Your objective | Please show every line of the records below that contains the string "wooden", and treat uppercase and lowercase as different.

Input records |
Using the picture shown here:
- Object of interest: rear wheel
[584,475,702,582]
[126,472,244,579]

--

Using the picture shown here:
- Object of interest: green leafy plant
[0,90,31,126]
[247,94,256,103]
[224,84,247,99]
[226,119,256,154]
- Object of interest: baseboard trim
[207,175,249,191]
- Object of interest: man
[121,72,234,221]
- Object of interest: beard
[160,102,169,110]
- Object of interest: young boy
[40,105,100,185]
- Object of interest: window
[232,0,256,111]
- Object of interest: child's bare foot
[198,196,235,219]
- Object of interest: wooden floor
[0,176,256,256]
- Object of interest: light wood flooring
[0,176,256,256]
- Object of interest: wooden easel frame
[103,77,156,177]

The output |
- Object of interest: wooden floor
- Object of interest: wooden easel frame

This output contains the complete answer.